» **EXERCISE AIM**: Reproduce the appeals court opinion between "JODY BART RANDOLPH v." and "briefs), for appellant.", inclusive, substituting "Richmond" for "Norfolk".

» **PASSAGE PROVIDED**:
----

JODY BART RANDOLPH v. KERRY ANN SHEEHY
Record No. 0277-22-1
COURT OF APPEALS OF VIRGINIA
JANUARY 10, 2023
JUDGE LISA M. LORISH
PUBLISHED
Present: Judges Athey, Ortiz and Lorish
Argued at Norfolk, Virginia
FROM THE CIRCUIT COURT OF THE CITY OF VIRGINIA BEACH
Stephen C. Mahan, Judge
Emily K. Miller (Julia E. Keller; Keller Law Group, on briefs), for appellant.
(LeeAnne C. Schocklin; Parks Zeigler PLLC, on supplemental
The parties divorced and reached a property settlement agreement that was ratified by the circuit court into a final divorce decree. Under the agreement, Kerry Ann Sheehy (appellee) was to receive 50% of the marital share of the disposable military retired pay for her former husband Jody Bart Randolph (appellant). The agreement also prohibited Randolph from taking any action to reduce the amount of her share, including any election to receive disability pay instead of retired pay,1 and Randolph agreed to indemnify Sheehy if any actions he took reduced the amount she was to receive. Two years later, Randolph retired from the United States Navy and sought to receive tax-free disability pay as well as Combat-Related Special Compensation (“CRSC“). The effect was to reduce his disposable military retired pay, decreasing the amount that Sheehy received. After Sheehy petitioned for a rule to show cause, Randolph ultimately indemnified her under their agreement. Still, the court issued an order requiring Randolph to revoke the CRSC election. We find the court was without authority to issue such an order.
BACKGROUND
Randolph and Sheehy divorced in 2017. Under their property settlement agreement, Sheehy would “receive fifty (50%) percent of the marital share (as defined by [
Randolph retired from the United States Navy in 2019, and he and Sheehy began receiving their respective shares of his disposable military retired pay. In January 2020, the amount of monthly military retired pay Sheehy received decreased from $1,097.12 to $414.59. In June 2020, Sheehy petitioned for rule to show cause, alleging that Randolph breached the final divorce decree and agreement when her share of his military retired pay was reduced after he chose to receive “disability pay.” She also requested attorney fees.
At an initial hearing on the show cause in February 2021, it emerged that Randolph had elected to receive disability pay as well as CRSC with the net effect that his disposable military retired pay was lower, decreasing the pot from which Sheehy‘s 50% share could be taken. Randolph paid Sheehy the $9,603.18 he was in arrearage before a second scheduled February hearing.
Randolph argued at that next hearing that he should not be found in contempt because he had complied with the agreement‘s indemnification provision and paid Sheehy‘s attorney fees. The court took under advisement any determination of whether Randolph was in contempt for violating the final decree of divorce and ordered Randolph to “ascertain if he is able to place an irrevocable allotment” from the Defense Financing and Accounting Service (“DFAS“) that would permanently revoke his entitlement to CRSC “to ensure [Sheehy] shall receive her full Court awarded military retirement benefit” in the future. The court also ordered Randolph to pay $11,650, plus interest, toward Sheehy‘s attorney fees.

----

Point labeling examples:

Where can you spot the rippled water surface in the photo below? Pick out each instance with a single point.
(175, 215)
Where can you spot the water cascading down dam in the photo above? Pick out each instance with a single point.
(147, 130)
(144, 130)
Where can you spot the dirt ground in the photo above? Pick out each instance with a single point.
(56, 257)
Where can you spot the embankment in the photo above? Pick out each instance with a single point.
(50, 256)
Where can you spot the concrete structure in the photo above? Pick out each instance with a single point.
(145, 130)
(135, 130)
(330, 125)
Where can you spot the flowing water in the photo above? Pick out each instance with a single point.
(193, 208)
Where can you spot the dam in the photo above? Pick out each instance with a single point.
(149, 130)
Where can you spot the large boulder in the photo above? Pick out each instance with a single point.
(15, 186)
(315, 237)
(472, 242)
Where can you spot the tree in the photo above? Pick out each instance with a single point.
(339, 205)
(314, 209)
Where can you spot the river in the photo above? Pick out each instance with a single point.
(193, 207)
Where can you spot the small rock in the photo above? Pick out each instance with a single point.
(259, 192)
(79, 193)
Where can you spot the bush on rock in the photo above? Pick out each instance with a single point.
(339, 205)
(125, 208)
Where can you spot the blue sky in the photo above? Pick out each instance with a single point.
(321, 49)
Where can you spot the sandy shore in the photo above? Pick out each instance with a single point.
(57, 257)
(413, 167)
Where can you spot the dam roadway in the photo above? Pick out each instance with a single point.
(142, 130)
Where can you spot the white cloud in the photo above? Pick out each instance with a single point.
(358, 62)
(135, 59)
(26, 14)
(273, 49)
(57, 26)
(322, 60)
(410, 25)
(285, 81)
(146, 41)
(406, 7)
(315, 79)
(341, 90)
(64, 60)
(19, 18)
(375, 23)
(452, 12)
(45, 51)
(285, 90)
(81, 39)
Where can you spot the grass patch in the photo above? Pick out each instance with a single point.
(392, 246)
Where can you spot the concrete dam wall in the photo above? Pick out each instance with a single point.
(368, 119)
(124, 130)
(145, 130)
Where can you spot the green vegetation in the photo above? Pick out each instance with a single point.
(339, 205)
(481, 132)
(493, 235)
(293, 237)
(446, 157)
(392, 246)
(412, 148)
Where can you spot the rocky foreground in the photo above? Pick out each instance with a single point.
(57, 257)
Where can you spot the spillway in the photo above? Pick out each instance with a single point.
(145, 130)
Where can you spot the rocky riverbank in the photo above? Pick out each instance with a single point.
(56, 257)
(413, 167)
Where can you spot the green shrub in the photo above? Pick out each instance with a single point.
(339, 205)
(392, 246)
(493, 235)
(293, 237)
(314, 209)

----

» **FULL SOLUTION**:
JODY BART RANDOLPH v. KERRY ANN SHEEHY
Record No. 0277-22-1
COURT OF APPEALS OF VIRGINIA
JANUARY 10, 2023
JUDGE LISA M. LORISH
PUBLISHED
Present: Judges Athey, Ortiz and Lorish
Argued at Richmond, Virginia
FROM THE CIRCUIT COURT OF THE CITY OF VIRGINIA BEACH
Stephen C. Mahan, Judge
Emily K. Miller (Julia E. Keller; Keller Law Group, on briefs), for appellant.